* [DIRECTIONS FOR THIS TASK] The lines to be copied run from the one containing "pattern, giving x and y for each instance?" to the end of the material below; reproduce them exactly, including both ends, and nothing more.

* [MATERIAL PROVIDED]
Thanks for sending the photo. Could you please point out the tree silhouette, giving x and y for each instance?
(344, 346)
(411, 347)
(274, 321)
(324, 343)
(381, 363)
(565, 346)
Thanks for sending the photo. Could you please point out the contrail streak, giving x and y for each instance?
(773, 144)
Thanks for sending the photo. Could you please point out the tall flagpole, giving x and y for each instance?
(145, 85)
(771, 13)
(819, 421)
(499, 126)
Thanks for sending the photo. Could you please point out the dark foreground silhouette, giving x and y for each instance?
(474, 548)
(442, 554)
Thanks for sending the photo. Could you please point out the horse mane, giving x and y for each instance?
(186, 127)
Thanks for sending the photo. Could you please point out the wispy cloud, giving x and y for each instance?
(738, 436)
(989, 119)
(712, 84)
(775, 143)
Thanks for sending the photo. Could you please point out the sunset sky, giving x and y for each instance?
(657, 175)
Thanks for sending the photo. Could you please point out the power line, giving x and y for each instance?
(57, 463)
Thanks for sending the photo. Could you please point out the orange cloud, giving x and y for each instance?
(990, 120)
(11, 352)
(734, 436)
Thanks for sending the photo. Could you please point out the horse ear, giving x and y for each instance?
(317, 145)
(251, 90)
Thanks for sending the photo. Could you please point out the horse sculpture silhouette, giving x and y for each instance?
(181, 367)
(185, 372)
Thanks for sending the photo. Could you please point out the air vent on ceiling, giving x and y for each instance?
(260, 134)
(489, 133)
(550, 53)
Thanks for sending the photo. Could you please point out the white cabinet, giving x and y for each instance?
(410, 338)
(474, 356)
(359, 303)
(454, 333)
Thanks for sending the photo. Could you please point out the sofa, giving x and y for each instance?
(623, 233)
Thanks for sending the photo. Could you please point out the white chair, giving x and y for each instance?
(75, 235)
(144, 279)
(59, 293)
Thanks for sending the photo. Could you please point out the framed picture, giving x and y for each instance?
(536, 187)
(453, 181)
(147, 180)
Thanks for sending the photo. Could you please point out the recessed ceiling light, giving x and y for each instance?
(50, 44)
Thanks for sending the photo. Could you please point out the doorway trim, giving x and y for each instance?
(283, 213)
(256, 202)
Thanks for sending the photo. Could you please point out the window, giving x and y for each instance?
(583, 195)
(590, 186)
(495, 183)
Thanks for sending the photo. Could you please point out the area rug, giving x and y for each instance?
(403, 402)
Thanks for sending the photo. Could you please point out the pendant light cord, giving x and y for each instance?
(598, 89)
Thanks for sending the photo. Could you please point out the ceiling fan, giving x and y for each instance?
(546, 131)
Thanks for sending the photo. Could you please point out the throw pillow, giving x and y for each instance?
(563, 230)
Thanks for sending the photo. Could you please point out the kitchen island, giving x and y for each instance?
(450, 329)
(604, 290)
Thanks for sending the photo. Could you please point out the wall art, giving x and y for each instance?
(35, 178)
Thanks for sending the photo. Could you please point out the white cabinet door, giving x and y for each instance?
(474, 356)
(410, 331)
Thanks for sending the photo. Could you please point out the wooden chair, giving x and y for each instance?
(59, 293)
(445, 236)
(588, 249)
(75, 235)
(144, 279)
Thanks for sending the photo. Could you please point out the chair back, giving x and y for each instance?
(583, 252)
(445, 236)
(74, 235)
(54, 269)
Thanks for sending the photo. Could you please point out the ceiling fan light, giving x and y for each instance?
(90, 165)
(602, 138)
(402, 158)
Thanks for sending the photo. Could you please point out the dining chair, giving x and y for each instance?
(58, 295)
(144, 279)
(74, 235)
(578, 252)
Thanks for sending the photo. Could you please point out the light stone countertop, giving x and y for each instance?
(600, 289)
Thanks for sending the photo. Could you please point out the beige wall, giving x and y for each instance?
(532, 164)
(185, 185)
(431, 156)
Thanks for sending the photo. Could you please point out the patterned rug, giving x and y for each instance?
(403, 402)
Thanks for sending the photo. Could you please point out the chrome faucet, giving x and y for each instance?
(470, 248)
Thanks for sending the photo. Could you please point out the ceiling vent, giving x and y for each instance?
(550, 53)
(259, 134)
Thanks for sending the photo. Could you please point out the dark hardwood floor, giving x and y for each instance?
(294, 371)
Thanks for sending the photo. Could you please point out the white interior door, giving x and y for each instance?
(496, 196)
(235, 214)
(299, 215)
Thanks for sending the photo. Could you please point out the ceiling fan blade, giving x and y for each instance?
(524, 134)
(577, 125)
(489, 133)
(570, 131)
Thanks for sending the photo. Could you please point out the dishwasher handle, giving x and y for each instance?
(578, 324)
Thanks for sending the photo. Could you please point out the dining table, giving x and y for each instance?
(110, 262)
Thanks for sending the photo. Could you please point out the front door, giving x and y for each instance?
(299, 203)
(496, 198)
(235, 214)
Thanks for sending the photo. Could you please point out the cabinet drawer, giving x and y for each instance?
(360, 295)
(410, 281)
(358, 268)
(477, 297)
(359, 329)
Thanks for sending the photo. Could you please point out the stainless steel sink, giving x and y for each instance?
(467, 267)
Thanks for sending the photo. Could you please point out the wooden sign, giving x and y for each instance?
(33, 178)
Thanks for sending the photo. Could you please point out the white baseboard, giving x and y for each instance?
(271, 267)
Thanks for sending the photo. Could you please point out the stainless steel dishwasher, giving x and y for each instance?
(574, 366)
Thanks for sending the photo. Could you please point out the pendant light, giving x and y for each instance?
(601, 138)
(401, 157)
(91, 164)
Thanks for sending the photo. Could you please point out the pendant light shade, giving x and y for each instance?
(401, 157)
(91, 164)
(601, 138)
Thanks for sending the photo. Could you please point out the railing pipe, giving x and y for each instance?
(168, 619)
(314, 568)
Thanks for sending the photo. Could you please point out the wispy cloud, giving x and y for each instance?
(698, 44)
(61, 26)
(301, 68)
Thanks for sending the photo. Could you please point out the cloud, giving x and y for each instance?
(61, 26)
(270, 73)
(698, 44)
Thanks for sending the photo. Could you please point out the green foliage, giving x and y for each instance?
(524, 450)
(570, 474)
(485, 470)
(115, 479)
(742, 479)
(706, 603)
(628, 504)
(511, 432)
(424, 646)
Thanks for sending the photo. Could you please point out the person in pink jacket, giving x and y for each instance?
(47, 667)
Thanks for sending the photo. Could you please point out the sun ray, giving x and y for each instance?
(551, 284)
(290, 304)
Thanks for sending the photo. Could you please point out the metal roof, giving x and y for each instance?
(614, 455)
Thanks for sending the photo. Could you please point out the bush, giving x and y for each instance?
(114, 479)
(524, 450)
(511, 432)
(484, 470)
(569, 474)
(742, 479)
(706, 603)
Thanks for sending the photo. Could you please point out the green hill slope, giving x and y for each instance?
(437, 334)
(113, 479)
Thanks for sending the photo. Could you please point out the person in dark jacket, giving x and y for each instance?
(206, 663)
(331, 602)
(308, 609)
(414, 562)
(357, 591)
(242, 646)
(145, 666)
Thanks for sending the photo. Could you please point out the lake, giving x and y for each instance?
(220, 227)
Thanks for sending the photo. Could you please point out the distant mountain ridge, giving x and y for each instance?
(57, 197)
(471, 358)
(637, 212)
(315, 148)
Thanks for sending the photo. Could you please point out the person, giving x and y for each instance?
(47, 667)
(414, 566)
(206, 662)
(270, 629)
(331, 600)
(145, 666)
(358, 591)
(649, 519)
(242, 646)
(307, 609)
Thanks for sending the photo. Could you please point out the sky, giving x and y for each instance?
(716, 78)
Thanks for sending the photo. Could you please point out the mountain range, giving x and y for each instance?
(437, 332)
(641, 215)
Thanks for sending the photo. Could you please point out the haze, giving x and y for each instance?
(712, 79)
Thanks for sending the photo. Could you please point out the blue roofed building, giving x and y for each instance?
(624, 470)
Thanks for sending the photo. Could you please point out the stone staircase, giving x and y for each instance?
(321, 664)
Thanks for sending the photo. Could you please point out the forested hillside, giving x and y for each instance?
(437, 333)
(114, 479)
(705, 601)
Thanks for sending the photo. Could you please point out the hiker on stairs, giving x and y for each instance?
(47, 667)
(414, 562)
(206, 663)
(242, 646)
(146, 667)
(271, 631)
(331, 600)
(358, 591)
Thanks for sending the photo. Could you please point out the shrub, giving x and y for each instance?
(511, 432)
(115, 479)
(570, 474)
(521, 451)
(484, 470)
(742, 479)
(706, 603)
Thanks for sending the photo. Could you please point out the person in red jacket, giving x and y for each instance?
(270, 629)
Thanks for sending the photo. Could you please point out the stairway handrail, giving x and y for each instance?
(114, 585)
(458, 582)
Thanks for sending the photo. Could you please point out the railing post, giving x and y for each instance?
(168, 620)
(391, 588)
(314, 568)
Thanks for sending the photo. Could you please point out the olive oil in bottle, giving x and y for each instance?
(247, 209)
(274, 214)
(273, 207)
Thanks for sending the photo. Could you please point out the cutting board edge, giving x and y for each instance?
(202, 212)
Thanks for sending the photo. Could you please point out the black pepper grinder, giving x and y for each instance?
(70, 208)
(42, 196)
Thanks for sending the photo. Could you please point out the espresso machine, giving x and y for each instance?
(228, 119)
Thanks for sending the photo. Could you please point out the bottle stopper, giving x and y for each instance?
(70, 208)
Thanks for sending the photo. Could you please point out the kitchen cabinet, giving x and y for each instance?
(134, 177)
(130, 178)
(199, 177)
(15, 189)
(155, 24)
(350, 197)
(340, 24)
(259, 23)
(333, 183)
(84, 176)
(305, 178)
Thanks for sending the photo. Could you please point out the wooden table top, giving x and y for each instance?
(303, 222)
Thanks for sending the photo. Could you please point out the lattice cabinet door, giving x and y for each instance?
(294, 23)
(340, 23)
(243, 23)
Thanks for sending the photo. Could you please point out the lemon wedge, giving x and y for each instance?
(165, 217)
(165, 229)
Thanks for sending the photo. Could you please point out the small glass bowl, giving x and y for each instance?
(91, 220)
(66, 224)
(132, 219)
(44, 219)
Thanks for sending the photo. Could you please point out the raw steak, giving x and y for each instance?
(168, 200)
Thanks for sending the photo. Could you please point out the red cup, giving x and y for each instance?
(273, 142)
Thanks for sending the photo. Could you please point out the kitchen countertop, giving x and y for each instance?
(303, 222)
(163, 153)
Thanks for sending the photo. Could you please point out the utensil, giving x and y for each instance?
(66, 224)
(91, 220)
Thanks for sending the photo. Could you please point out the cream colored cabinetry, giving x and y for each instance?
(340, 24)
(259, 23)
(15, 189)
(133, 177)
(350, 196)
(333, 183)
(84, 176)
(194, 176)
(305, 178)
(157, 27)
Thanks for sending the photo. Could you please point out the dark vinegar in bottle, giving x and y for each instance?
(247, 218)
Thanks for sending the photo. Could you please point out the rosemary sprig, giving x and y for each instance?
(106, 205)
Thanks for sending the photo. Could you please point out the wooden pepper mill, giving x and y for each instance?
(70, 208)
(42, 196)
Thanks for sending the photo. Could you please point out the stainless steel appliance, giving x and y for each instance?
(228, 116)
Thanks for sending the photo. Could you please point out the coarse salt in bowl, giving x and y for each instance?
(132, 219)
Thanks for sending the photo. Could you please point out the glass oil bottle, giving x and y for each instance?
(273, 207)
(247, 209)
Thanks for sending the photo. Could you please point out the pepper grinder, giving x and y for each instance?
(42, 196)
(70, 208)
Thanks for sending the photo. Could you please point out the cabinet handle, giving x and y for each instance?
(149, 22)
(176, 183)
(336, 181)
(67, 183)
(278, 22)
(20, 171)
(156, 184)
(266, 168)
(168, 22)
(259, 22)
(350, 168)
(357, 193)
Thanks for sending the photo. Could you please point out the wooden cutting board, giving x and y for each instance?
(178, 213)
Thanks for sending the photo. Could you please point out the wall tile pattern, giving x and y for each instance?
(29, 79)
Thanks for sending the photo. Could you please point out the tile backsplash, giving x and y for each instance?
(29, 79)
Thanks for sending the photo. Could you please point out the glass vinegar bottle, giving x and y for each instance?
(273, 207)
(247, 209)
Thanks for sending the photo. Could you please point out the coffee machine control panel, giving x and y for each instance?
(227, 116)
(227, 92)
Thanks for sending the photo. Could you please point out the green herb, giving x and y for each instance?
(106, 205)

* [WRITTEN ANSWER]
Thanks for sending the photo. Could you please point out the wall tile pattern, giving x and y for each instance?
(29, 79)
Thanks for sending the photo. Could you please point out the tile backsplash, giving x and y for each instance?
(29, 79)
Thanks for sending the photo. Could you please point out the glass vinegar bottle, giving x and y for each instance?
(273, 207)
(247, 209)
Thanks for sending the photo. Could you please point out the coffee machine control panel, giving x and y for each instance?
(227, 116)
(227, 92)
Thanks for sending the photo. Could you please point out the green herb, giving x and y for each instance?
(106, 205)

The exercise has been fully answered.